Excerpted text
********************

Isaiah 40.1-11, Mark 1.1-8. Straighten the road in the wilderness for the Lord is coming.

Thesis: God is still in the business of making old hearts new; our job is to straighten the road for the Lord by repenting, getting baptized, and welcoming the Spirit of Jesus.

This sermon begins with a humorous example about parents who unwittingly make the "little adult assumption." This section even includes a little role play example. The sermon also contains a very strong section on forgiveness, using an anecdote from India from William Willimon, and also one from South Africa. Both touch the heart and set up a close that invites people to take action.


Isaiah 61.1-11, Luke 4.14-30

Thesis: The fulfillment of Old Testament prophesy in Jesus is not something that theologians discovered through scholarly analysis; it was revealed to them by Jesus after the resurrection. Embracing these truths help us move from decaf to espresso Christianity.

This sermon unpacks a core concept that I've used countless times with intellectually strong investigators of Christian faith. Many get stuck on the issue that the Old Testament prophecies that Christians believe point to Jesus, but which are obscure to the inquirer. They occasionally ask how today's Jews interpret these Old Testament scriptures, and of course, they do not interpret them anything like Christians. Several years ago I resolved this dilemma (at least for myself, and as it turns out for people I've talked with about it) by realizing how first-century Christians came to their understanding. They did not analytically "connect the dots." Jesus himself revealed (taught) it to them after the resurrection and before the ascension. Whether or not you preach any part of this sermon, please read through it to help you deal with intellectual investigators.

********************

Data provided
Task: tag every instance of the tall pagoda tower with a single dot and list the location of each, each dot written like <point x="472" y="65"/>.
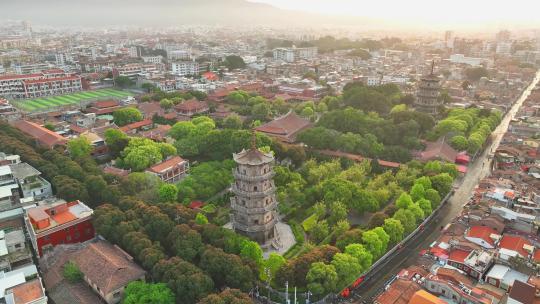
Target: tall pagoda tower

********************

Tasks for this exercise
- a) Decide whether each statement below agrees with the sermon summaries. Answer yes or no for each, and quote the words from the summaries that decide it.
(i) The forgiveness section of the first sermon uses an anecdote from India from William Willimon.
(ii) The second sermon holds that theologians found the fulfillment of Old Testament prophecy in Jesus through scholarly analysis.
(iii) The second sermon is paired with the readings Isaiah 40.1-11 and Mark 1.1-8.
- b) According to the sermon summaries, when did Jesus reveal the understanding of the Old Testament prophecies to first-century Christians?

Per-task answers
- a)
(i) Yes: "using an anecdote from India from William Willimon"
(ii) No: "is not something that theologians discovered through scholarly analysis; it was revealed to them by Jesus after the resurrection"
(iii) No: "Isaiah 61.1-11, Luke 4.14-30"

- b) He revealed it to them after the resurrection and before the ascension.